• **EXTRACT**
Employer and Employee Guide to Planning for the New Year
Whether you are an employee, someone looking for a job, or a company owner, year-end and the pending new year is the time for reflection and planning.
Here is my guide on how to not screw it up.
Employee guide to get your shit together:
- Yes, it’s natural to think of a new year as a new beginning, which often means a new job. Resist this temptation and really explore whether it’s just the timing, or that you really do need….really need, not just want, a new job.
- If you are unemployed, review the past and determine what has worked and what has not worked in your search. Evaluate, assess, and refine your strategy. Commit to it.
- Evaluate your current job first, before you decide you need a new one. The grass is not always greener. Are there things you can be doing in your current company and role to make the new year better? Have you explored these with your manager?
- Take any vacation/holiday downtime for reflection and focus. Set goals. Get laser-focused on what you need. Establish a strategy to obtain it.

• **DATA RECORDS**

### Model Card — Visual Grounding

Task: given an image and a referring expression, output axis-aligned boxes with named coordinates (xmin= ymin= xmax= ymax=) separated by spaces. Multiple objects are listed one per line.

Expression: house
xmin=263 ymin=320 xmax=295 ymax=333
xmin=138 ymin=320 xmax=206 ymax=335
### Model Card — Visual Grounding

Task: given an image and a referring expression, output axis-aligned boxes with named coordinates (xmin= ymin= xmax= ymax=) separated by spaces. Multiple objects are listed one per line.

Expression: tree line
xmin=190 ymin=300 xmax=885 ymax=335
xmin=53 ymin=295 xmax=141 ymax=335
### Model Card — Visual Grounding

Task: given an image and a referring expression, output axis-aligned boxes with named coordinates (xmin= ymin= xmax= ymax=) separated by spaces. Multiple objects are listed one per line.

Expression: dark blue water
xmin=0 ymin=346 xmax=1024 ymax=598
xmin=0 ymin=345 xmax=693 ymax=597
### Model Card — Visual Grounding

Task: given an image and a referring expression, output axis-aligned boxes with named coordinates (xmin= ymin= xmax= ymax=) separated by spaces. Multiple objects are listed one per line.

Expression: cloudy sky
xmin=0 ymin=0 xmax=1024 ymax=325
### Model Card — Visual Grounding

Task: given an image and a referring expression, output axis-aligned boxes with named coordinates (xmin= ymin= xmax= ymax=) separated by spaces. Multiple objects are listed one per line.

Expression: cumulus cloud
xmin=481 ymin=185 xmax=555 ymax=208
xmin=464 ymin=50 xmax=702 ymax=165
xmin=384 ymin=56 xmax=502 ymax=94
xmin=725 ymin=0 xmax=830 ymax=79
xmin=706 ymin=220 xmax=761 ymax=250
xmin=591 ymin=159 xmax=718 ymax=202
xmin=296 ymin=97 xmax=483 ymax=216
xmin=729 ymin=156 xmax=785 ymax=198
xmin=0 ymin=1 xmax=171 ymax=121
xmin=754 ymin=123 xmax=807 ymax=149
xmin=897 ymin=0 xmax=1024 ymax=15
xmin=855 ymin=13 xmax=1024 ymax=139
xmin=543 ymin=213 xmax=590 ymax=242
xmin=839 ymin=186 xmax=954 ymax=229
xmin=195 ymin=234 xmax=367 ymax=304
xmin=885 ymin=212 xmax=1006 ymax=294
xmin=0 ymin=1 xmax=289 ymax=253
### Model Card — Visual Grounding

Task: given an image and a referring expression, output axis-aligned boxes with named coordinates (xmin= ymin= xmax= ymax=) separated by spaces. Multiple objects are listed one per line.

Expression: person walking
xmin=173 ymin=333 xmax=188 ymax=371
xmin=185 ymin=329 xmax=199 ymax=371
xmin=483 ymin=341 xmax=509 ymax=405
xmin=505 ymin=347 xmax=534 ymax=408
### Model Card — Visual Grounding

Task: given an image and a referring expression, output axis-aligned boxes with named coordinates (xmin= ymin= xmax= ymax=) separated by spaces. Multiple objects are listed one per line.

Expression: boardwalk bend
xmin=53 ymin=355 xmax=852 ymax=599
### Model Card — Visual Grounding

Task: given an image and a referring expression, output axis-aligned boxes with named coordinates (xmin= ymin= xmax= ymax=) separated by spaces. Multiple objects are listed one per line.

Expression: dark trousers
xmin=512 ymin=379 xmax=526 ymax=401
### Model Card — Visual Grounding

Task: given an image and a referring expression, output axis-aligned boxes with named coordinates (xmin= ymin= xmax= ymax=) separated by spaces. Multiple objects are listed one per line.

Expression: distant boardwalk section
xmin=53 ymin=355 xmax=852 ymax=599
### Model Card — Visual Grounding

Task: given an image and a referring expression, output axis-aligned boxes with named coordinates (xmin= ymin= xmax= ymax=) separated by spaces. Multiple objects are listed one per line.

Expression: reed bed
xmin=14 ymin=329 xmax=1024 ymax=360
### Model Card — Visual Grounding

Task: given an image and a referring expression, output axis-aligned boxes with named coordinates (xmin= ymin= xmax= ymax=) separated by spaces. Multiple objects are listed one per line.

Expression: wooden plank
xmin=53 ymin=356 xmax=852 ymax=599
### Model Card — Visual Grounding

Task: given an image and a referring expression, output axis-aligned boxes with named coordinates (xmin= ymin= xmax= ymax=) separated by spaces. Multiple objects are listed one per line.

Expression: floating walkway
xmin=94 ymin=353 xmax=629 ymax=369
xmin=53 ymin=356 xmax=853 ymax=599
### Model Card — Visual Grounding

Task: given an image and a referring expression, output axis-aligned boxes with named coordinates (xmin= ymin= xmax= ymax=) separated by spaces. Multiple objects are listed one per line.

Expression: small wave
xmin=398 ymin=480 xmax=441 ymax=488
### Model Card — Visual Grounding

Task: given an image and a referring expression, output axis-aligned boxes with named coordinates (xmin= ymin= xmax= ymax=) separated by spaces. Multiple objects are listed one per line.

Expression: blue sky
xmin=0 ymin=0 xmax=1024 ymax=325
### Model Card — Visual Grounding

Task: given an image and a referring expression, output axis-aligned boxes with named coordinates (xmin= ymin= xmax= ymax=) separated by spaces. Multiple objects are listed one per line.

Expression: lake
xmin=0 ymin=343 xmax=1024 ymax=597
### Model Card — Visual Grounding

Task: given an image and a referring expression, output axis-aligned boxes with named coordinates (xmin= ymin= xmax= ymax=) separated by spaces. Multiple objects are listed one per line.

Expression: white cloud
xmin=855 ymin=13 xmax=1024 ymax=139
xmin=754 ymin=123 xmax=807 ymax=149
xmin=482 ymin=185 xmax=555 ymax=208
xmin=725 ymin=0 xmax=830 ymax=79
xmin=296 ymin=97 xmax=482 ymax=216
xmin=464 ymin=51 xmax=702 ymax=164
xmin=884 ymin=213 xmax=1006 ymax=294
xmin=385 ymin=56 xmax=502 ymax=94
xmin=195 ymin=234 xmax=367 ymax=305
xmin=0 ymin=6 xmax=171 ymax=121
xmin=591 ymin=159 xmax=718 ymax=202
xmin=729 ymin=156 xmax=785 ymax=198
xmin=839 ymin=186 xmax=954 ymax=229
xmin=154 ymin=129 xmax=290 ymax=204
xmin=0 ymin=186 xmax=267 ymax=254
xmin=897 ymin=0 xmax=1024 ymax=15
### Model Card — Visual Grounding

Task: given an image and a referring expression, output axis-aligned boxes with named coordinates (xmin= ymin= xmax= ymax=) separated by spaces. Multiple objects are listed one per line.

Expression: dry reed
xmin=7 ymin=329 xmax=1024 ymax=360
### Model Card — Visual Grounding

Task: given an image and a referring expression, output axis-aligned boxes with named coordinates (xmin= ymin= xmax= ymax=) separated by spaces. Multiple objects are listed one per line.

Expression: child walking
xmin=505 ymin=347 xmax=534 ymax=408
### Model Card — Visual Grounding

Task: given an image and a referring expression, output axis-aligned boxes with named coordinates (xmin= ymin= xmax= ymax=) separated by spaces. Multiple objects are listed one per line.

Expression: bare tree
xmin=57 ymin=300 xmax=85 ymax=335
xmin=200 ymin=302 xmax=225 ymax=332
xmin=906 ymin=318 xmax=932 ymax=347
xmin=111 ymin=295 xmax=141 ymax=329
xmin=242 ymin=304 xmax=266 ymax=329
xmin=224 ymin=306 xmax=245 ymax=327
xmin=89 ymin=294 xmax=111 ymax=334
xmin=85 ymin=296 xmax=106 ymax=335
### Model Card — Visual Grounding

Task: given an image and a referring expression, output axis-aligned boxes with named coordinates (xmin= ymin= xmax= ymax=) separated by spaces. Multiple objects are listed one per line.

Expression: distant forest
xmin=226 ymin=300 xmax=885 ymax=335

* * *

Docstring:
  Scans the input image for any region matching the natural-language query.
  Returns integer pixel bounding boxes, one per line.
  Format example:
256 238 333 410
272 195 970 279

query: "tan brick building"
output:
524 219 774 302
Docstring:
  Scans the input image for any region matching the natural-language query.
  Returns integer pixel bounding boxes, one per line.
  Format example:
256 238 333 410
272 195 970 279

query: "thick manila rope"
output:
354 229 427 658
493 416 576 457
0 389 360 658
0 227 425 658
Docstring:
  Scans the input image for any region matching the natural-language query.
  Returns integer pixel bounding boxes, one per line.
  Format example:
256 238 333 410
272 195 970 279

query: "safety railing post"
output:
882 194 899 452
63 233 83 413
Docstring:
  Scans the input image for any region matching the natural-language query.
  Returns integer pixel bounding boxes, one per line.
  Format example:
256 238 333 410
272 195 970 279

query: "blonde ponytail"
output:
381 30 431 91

• **WHAT YOU NEED TO DO**
(1) List the kinds of people that the opening sentence of the new-year planning guide addresses.
(2) Continue the new-year planning guide from its last sentence.
The items come from a separate source and have no connection to the planning guide.

• **RESPONSES**
(1)
- An employee
- Someone looking for a job
- A company owner

(2)
- Be realistic. If you are going in a new career direction or not, be realistic with your expectations, timelines, and what you need to do to achieve your goals.
- Cut yourself some slack. If the year did not go well, don’t dwell on it. Tomorrow is a new day.
Employer Guide to not annoy your employees:
- I cringe when I hear about “two-day off-site planning meetings”. I owned three companies, but before I did, I worked for a lot of them. I cannot think of one company that I would enjoy spending two days with, basically working, away from my family. It sounds great to business owners, and they are totally into it. Your employees….some are, some aren’t. Either way, it’s an imposition.
- Lead, lead, lead. This is your time to establish vision and mission. You drive the bus. Don’t ask your employees where they want to go. It’s your bus. They are either on it, or they can get off. But drive it well.
- Engage. Contrary to #2, this is not the time to lecture or tell them “how it’s going to be”. There has to be engagement and involvement, just not in the big picture stuff.
- Reward good work. If your company had a good year, reward your employees. Chances are they had more to do with it than you did.
- If your company did not have a good year, lick your wounds, and get ready to battle again. Assess what went wrong, what didn’t work and set a new course. Be honest and open with yourself. This is not the time for your ego to get in the way.
- Have fun. Eat lunch. Go out for drinks. Play.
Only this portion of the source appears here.